Extract every line below, verbatim.

(Records from a dataset)
_____

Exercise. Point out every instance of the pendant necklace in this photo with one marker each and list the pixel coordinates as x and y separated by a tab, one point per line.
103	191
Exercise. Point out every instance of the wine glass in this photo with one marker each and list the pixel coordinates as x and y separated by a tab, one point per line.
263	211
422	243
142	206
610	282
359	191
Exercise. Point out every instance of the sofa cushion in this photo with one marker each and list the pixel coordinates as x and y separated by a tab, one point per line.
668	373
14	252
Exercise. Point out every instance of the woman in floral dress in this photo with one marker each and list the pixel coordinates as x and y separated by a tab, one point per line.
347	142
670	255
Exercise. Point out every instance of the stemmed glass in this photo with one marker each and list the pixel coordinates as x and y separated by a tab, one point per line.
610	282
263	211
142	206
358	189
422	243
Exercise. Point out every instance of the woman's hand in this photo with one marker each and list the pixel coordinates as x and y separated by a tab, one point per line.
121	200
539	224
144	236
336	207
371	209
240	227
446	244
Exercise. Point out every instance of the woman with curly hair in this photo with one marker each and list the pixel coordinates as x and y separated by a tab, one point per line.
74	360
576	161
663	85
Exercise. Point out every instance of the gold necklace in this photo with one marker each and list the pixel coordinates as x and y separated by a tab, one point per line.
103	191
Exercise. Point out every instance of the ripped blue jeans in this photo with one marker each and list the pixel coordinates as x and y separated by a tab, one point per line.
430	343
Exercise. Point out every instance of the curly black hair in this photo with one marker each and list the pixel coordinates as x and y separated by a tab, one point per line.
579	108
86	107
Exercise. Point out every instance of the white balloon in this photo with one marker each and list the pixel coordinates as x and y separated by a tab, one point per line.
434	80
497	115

_____

### RESPONSE
Exercise. Point out every instance of the pendant necklace in this photo with one marker each and list the pixel coordinates as x and y separated by a tab, one point per line.
103	191
Exercise. Point out every instance of the wine glass in this photo with one marker each and list the pixel coordinates as x and y separated by a tab, one point per line.
263	211
422	243
142	206
610	282
359	191
Exercise. Point out every instance of the sofa cushion in this photo with one marker each and list the pixel coordinates as x and y separated by a tab, one point per line.
668	373
14	252
Exercise. Point out every instance of the woman in floral dress in this photo with one marker each and list the pixel coordinates as x and y separated by a tab, one point per line.
347	142
670	255
Exercise. Point out every instance of the stemmed glass in this photo with one marker each and list the pixel coordinates as x and y separated by a tab, one point per line.
610	282
263	211
142	206
358	189
422	243
Exercise. Point out every instance of the woman's hand in this photo with one marker each and list the pixel coordinates as x and y separated by a tab, one point per line.
121	200
539	224
144	236
336	207
371	209
240	227
446	244
Exercise. Point out every instance of the woman with curly hair in this photo with one marker each and list the pixel coordinates as x and y separated by a tab, one point per line.
74	360
576	161
663	85
Exercise. Point out every instance of the gold necklace in this photo with one marker each and list the pixel coordinates as x and y separated by a tab, one point per line.
103	191
Exercise. Point out every instance of the ripped blue jeans in this photo with one marker each and list the pixel coordinates as x and y separated by a tab, one point per line.
430	343
Exercise. Point out every instance of the curly black hair in this photo with one marker each and list the pixel coordinates as x and y separated by a tab, one point per line.
579	108
86	107
Exercise. Point out every instance of the white balloon in this photo with one marker each and list the pixel coordinates as x and y separated by a tab, one point per line.
434	80
497	115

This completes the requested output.